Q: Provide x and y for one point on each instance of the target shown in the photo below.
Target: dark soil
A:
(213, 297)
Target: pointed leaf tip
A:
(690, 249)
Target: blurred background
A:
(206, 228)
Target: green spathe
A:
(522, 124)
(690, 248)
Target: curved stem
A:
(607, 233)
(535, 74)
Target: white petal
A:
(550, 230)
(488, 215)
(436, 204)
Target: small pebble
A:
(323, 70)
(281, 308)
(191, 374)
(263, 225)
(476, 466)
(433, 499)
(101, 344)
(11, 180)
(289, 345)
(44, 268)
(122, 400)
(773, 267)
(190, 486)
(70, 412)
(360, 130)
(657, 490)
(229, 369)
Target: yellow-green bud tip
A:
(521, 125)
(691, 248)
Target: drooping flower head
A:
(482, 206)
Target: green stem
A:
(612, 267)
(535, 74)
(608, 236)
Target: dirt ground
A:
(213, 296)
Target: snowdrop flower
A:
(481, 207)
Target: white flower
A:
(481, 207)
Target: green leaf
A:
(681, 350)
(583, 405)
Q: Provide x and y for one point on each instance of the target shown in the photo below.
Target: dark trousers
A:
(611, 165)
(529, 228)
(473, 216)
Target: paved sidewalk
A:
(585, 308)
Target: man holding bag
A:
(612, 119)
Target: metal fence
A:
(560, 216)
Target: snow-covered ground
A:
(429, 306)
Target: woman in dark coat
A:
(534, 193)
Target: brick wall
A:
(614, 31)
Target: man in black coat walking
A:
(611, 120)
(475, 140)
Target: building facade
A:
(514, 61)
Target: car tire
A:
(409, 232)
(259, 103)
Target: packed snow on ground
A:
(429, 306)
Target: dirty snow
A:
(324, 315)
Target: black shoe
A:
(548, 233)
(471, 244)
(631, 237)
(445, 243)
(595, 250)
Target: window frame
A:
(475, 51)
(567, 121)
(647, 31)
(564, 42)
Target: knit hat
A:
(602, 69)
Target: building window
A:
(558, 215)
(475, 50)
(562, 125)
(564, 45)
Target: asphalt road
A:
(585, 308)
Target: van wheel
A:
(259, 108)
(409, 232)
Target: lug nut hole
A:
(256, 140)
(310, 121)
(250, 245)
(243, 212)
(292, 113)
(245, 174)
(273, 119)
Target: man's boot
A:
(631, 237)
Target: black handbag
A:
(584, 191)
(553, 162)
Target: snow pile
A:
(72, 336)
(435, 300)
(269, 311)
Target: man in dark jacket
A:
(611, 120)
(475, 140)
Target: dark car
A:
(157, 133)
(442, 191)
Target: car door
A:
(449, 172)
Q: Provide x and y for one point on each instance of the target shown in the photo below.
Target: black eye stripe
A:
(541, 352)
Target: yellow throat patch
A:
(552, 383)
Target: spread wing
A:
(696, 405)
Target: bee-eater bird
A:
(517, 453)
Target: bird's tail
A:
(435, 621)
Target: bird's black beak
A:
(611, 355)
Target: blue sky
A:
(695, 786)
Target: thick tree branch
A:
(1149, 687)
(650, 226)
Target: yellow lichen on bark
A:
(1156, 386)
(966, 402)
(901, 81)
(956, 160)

:::

TASK DIRECTIONS:
From the line with "Target: asphalt road" to the final line of the data above, please reproduce every line exactly and add nothing.

ANSWER SPACE:
Target: asphalt road
A:
(585, 308)
Target: van wheel
A:
(259, 108)
(409, 232)
Target: lug nut hole
A:
(256, 140)
(310, 121)
(250, 245)
(243, 212)
(292, 113)
(245, 174)
(273, 119)
Target: man's boot
A:
(631, 237)
Target: black handbag
A:
(584, 191)
(553, 162)
Target: snow pile
A:
(72, 336)
(435, 300)
(269, 311)
Target: man in dark jacket
A:
(611, 120)
(475, 140)
Target: dark car
A:
(157, 133)
(442, 191)
Target: car door
A:
(449, 172)
Q: Provide x and y for one point on each instance of the target shown in the photo below.
Target: black eye stripe
A:
(541, 352)
Target: yellow throat patch
A:
(552, 383)
Target: spread wing
A:
(696, 405)
Target: bee-eater bird
A:
(517, 453)
Target: bird's tail
A:
(435, 621)
Target: bird's black beak
A:
(611, 355)
Target: blue sky
A:
(695, 786)
Target: thick tree branch
A:
(1149, 687)
(650, 226)
Target: yellow lichen on bark
A:
(1156, 386)
(966, 402)
(901, 81)
(956, 160)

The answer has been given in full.